Tuesday, May 6, 2008

My Encounter Journey (Day 16)

Today's Scriptures are John 11:17; John 11:32-36. From pretty early on in my understanding of the Bible, I fell in love with John 11:35 because it is one of the shortest verses in the Bible and whenever there was any kind of a verse memorization contest as a child, this was my standard go-to verse. Jesus Wept. It's easy to memorize.

But it isn't so easy to remember. He wept when he saw the grief his friends experienced. He was shaken and hurting because of their struggles. That blows me away. If he did that for them, he does that for me. But I don't remember that. And instead of letting that knowledge minister to me, I will find comfort in other things.

Sometimes I will medicate my grief or struggles in unhealthy ways...because I forgot that two-word verse that I memorized as a child. Jesus wept. And if he wept for them, He will weep for me. My pain is in His heart. I am not alone in my trials. Wow! That's a pretty amazing concept if you let your brain soak on that one for a while.

The other side of that coin is that we are called to be Jesus to other people...to love people like Jesus does. And part of that experience is to weep with our friends through their pain and struggles.

In our machismo-driven, male-ego culture...this isn't going to come very easily for many. We need to be strong and tough. But sometimes you need to weep.

● **ASSIGNED TASK A**
Answer these questions about the blog post on "Jesus wept":
(i) As a child, when did the writer use John 11:35?
(ii) How does the writer say grief or struggles sometimes get handled?
(iii) According to the post, what are we called to be to other people?
● **ASSIGNED TASK B**
Write the next few sentences of the blog post on "Jesus wept," picking up right after its last line.

● **RECORDS SHOWN**
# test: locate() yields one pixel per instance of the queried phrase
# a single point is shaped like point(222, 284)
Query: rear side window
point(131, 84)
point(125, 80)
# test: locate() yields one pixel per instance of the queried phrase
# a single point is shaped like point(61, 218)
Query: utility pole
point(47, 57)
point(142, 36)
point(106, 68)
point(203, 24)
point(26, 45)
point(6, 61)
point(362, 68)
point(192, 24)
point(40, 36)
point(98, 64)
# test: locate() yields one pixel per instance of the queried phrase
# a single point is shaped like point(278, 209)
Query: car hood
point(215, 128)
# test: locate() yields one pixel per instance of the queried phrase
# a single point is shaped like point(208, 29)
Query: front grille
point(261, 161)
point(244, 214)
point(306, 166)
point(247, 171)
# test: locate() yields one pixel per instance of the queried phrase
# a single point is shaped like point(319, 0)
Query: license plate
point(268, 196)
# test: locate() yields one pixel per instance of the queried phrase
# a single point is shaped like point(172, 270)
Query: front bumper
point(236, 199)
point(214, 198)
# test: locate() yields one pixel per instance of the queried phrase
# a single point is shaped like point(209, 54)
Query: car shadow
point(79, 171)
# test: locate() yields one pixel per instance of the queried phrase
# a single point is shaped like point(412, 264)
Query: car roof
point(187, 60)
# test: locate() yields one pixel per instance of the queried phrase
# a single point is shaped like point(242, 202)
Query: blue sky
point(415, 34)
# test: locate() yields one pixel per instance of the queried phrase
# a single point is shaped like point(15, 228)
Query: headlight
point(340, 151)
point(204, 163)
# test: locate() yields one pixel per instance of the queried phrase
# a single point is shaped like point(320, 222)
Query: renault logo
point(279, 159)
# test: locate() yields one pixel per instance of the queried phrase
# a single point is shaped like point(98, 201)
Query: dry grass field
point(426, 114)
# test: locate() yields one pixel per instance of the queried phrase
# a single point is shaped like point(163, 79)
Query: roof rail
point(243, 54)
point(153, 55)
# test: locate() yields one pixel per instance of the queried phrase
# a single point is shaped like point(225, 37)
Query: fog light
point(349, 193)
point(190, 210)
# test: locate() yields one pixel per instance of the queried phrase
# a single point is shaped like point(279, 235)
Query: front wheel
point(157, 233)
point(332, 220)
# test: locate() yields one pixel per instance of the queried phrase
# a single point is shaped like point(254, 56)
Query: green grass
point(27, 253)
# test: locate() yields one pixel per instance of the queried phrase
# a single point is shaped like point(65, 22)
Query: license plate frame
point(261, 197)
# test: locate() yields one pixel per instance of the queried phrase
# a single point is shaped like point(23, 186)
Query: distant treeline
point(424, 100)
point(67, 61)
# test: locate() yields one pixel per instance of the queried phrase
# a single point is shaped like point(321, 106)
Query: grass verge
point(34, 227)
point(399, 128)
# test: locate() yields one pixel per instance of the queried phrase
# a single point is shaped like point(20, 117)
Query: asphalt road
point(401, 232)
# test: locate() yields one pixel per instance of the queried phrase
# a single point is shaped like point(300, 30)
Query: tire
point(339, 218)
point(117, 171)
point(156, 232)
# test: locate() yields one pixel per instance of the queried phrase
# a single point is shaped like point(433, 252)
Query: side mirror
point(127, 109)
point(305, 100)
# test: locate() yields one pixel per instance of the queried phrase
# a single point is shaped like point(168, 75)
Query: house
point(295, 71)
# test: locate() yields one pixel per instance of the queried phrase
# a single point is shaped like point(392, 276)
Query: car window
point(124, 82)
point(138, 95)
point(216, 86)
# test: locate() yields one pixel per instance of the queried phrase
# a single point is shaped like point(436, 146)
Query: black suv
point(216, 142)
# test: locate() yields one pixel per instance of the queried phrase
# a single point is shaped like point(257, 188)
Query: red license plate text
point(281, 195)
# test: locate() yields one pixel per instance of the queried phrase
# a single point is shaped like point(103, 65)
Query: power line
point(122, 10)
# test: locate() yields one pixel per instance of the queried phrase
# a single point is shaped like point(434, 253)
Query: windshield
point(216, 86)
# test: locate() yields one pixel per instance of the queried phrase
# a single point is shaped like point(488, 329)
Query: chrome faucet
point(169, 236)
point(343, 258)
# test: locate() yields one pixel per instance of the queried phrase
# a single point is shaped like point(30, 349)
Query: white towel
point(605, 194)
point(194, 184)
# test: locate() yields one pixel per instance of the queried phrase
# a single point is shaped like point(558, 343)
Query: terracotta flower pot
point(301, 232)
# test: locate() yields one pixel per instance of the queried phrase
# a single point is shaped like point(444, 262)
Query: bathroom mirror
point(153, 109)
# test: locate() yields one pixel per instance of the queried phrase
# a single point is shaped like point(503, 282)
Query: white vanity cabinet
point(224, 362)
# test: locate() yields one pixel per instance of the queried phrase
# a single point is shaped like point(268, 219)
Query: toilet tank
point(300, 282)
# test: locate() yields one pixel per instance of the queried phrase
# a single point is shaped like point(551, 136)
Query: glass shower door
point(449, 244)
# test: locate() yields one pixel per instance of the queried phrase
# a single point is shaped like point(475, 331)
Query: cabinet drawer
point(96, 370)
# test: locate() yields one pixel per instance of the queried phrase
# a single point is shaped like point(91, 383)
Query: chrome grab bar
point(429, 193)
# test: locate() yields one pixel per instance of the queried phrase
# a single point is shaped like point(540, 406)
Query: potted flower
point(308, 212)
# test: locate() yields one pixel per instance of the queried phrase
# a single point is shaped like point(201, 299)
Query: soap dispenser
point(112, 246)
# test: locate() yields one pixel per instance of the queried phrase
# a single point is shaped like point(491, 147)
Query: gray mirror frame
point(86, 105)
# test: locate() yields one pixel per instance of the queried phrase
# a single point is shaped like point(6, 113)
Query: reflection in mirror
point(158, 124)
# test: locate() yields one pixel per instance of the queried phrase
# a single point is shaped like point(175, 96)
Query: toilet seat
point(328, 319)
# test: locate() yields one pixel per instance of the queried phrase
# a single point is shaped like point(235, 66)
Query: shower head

● **TASK RESULT A**
(i) It was the writer's standard go-to verse whenever there was any kind of verse memorization contest.
(ii) The writer sometimes medicates them in unhealthy ways.
(iii) We are called to be Jesus to other people, to love people like Jesus does.

● **TASK RESULT B**
I never really understood crying. Why do it? What good does it accomplish? It always seemed like a very silly thing to me. But I understand a little more now that I am older. Crying is good. It is actually quite good for you medically. The benefits are that there is a great release within you. And emotionally a person feels like something has been lifted after a good cry. It really is good for a person. I get that. But it is still a little hard for me.

But there are times when it isn't. When I am watching TV with my family or some soft spot in a movie. Even when I see the pain in people I don't know, I can cry rather easily. BUT, when it comes to those I do know. I hold back. I don't know what that is.

But I need to learn the discipline of being able to understand people better emotionally. I need to empathize with others in their pain and struggles.

"Heavenly Father, help me to be weaker. Help me to not be so emotionally guarded. Help me to really feel the pain of others in my life. Help me to care enough to really, sincerely want to help change things for others when they are enduring trials. Help me weep, Lord."